# Exercise
Update the part of the Vex receiver write-up that opens with the words containing "When no signal" and closes with "pin is 127)" by writing it out again with "duty cycle" changed to "duty ratio".

# Extract to read

-------------------------

Arduino, Vex receiver and signal splitter















The Setup : The Arduino powers the vex decoder via 5v which in turn powers the vex receiver, no other external power required.

5 volts is sent from the arduino to the signal splitter via the positive output of one the the channel connection. The signal splitter ground connection is connected to the arduino ground.
The 5 volts also flows through the "receiver - splitter" connection.

Vex Properties via the signal splitter
Channel 1,2,3 & 4
range : from 753 to 2241
Center stick position varies between 1480 and 1510


Channel 5 & 6 (digital Channels)
range : off = 753 on = 2241

arduino Code



/*
nikitanicholas@gmail.com
Use freely

Vex transmitter & Vex receiver kit : http://www.vexrobotics.com/vex-robotics-transmitter-receiver-add-on-kit.shtml
Vex signal splitter : http://www.vexrobotics.com/vex-robotics-signal-splitter.shtml

Vex Properties via the signal splitter
Channel 1,2,3 & 4
range : from 753 to 2241
Center stick position varies between 1480 and 1510

Channel 5 & 6 (digital Channels)
range : off = 753 on = 2241
not activated: 1500

The Setup
The Arduino powers the vex decoder via 5v which in turn powers the vex receiver, no other external power required.


*/
#define channelNumber 6 // 6 Channels on the vex

int value[channelNumber];
int val;
int adrinoPin;
void setup()
{
Serial.println("init");
Serial.begin(57600); //Serial Begin
pinMode(2, INPUT); //Pin 2 as input
pinMode(3, INPUT); //Pin 3 as input
pinMode(4, INPUT); //Pin 4 as input
pinMode(5, INPUT); //Pin 5 as input
pinMode(6, INPUT); //Pin 6 as input
pinMode(7, INPUT); //Pin 7 as input


}
void loop()
{
adrinoPin = 2; // start with pin 2
Serial.println("looping......");

for(int x=0; x<=channelNumber-1; x++)//Loop to print the channel readings
{
if (pulseIn(adrinoPin, HIGH) == 0 )
{
Serial.print("No signal on Channel" );
Serial.print(" ");
Serial.print(adrinoPin -1); //Print channel
Serial.println("");
}
else
{
Serial.print("Channel" );
Serial.print(" ");
Serial.print(adrinoPin -1); //Print out the channel number
Serial.print(" = ");
//val = .pulseIn(adrinoPin, HIGH);
val = normalizedPPM(pulseIn(adrinoPin, HIGH));
Serial.print(val); //Print out the value
Serial.print(" ");
}
value[x]=0; //Clear the array after printing
adrinoPin++; // increment pin count

/* Future Project
* Output PWM voltage based on Vex signal pulsein
* The pins marked PWM (pins 3, 5, 6, 9, 10, and 11) can be pulsed using the analogOut()
* Pulsewidth is a value from 0 - 255. 0 corresponds to 0 volts, and 255 corresponds to ~5 volts.
* Every change of one(1) point changes the pseudo-analog output voltage by 5/255, or 0.0196 volts.

When no signal is received from the Vex transmitter or when the transmitter stick prositions are centered
the following should occur : arduino output 50% duty cycle corresponding to approx. 2.5v ( PWM to output pin is 127)

-------------------------

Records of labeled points

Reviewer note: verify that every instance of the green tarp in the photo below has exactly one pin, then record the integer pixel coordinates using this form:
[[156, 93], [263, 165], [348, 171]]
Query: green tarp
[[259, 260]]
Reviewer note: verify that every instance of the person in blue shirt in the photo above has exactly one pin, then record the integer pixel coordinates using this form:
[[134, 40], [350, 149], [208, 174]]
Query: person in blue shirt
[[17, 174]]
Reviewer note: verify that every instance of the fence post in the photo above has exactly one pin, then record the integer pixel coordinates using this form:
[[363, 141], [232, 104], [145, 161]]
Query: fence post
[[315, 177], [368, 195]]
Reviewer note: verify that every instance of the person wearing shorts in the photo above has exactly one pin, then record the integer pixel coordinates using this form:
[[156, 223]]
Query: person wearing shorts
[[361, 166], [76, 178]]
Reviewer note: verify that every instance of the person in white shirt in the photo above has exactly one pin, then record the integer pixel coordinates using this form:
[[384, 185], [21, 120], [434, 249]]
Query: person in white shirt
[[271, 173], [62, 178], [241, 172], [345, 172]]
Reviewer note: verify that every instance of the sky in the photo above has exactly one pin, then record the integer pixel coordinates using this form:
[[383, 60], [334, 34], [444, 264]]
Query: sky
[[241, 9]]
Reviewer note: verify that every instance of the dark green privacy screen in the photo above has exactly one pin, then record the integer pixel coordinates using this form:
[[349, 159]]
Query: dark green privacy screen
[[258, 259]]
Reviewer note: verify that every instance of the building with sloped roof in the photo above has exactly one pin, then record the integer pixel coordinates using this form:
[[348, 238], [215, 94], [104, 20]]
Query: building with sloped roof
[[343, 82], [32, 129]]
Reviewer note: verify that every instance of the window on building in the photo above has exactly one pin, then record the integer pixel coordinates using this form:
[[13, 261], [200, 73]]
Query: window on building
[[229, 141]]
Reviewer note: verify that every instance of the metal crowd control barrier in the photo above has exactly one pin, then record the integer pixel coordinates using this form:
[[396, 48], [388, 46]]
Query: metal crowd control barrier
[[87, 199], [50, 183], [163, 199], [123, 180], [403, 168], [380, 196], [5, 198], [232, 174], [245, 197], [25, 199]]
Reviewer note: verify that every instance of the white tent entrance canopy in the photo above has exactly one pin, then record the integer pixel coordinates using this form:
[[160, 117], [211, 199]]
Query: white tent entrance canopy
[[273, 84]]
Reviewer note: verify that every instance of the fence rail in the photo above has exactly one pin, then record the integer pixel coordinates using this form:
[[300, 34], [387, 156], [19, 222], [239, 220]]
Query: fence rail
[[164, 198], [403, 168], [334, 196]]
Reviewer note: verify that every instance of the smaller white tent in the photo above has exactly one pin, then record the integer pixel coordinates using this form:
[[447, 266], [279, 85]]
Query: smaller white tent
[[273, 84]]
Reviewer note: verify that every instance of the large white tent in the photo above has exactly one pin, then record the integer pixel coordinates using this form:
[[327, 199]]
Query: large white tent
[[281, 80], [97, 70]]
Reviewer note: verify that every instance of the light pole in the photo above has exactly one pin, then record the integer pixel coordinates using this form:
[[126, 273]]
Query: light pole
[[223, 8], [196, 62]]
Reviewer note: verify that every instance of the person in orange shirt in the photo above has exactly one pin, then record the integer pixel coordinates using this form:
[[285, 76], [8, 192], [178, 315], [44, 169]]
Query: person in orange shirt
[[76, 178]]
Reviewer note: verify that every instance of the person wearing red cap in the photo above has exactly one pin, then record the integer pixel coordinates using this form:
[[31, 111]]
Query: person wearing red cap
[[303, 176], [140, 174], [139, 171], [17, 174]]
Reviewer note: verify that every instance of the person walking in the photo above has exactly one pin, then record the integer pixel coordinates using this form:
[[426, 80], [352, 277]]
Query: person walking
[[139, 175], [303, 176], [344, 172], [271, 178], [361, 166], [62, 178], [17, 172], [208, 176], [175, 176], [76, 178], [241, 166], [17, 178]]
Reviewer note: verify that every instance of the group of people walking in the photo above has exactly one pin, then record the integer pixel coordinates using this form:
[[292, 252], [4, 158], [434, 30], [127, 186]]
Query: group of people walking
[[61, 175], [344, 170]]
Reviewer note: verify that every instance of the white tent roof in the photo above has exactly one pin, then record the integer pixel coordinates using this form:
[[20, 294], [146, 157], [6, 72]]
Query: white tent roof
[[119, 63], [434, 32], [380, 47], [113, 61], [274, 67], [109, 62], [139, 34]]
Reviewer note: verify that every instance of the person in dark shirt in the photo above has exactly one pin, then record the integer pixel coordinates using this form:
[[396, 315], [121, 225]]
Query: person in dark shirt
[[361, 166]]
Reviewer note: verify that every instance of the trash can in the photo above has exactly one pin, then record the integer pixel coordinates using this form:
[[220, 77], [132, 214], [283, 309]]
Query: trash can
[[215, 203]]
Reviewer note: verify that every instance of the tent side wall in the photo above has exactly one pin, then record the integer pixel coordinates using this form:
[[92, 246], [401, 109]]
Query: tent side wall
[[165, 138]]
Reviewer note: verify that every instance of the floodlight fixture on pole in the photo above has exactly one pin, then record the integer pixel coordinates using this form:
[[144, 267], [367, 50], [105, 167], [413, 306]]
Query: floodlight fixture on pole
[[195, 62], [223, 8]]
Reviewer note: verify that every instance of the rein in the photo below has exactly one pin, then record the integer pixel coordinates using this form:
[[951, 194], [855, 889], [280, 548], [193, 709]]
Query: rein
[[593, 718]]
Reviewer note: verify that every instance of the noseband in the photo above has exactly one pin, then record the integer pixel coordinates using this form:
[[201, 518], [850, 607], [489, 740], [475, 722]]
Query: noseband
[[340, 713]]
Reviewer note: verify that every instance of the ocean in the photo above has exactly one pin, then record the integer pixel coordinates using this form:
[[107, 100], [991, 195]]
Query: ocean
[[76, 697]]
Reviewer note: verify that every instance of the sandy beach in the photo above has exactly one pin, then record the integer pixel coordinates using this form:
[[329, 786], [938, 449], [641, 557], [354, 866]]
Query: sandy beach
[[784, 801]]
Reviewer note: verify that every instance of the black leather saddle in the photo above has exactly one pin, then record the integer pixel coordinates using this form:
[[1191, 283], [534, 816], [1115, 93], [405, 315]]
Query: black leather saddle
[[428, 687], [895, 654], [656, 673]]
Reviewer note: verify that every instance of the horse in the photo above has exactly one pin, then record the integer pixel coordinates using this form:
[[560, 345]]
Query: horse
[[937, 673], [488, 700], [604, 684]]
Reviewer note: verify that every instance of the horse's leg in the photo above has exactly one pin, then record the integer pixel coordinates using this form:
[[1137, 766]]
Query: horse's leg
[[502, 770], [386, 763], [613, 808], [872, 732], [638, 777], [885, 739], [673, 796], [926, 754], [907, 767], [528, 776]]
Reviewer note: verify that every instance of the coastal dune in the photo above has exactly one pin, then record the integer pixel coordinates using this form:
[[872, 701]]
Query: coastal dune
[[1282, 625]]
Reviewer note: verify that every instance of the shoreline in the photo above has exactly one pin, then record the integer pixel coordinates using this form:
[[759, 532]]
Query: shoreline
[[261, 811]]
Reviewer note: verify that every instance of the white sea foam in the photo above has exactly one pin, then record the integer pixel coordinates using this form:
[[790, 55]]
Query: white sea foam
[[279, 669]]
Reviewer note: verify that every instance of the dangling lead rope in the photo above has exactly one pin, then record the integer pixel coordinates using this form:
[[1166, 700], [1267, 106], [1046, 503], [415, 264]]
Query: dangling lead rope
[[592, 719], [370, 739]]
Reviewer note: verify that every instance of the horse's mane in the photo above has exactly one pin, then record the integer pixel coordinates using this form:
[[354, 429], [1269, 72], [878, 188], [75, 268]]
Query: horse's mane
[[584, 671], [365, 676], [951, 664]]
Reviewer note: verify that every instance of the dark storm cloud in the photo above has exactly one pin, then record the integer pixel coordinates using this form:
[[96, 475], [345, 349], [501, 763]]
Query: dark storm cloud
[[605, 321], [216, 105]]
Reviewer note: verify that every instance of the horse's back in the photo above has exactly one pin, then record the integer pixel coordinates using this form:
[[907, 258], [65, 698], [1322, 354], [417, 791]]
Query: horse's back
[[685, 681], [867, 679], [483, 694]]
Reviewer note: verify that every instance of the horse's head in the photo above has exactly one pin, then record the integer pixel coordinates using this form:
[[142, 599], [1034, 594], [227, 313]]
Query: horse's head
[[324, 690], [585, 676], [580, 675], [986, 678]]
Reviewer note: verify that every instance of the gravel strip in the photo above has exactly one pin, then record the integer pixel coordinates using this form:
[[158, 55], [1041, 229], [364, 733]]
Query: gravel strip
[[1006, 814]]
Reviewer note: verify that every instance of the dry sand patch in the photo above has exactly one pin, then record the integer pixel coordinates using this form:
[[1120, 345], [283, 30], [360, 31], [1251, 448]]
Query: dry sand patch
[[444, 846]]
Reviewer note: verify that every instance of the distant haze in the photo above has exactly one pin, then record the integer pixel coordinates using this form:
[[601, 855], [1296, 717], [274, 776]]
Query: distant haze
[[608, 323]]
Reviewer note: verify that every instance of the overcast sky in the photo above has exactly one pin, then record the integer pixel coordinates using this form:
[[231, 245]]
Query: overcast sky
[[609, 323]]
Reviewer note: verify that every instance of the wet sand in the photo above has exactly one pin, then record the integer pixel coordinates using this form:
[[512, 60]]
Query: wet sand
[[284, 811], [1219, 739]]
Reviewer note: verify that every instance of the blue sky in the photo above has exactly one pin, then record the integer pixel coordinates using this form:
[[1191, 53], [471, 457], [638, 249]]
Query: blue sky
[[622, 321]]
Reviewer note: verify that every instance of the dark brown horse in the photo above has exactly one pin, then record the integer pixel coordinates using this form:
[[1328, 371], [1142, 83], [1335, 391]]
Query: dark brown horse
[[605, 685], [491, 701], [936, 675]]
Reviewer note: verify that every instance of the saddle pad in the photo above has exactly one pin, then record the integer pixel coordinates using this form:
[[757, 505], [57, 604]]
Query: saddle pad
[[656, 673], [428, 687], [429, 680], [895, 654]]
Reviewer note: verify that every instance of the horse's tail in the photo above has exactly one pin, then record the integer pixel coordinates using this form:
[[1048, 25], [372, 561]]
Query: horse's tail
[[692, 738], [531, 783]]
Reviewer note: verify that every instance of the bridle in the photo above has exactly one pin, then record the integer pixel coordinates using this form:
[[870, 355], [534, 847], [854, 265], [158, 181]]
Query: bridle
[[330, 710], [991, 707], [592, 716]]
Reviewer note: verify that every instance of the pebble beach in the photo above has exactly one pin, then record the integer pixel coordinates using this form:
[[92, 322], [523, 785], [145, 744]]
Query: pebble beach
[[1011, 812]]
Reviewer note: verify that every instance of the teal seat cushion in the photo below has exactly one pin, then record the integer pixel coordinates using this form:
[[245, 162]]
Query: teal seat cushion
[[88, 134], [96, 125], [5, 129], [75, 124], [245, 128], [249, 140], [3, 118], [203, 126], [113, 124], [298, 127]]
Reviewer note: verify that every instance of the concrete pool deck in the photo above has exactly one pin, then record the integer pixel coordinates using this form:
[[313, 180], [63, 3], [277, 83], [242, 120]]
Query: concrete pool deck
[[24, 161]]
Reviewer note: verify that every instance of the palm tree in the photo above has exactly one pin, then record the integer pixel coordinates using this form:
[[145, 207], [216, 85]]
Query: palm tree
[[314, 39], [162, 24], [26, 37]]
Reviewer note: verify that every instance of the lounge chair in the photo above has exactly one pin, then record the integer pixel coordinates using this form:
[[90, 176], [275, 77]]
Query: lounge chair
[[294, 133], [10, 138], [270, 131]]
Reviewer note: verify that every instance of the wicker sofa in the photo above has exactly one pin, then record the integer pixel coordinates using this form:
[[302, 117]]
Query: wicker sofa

-------------------------

# Result of this task
When no signal is received from the Vex transmitter or when the transmitter stick prositions are centered
the following should occur : arduino output 50% duty ratio corresponding to approx. 2.5v ( PWM to output pin is 127)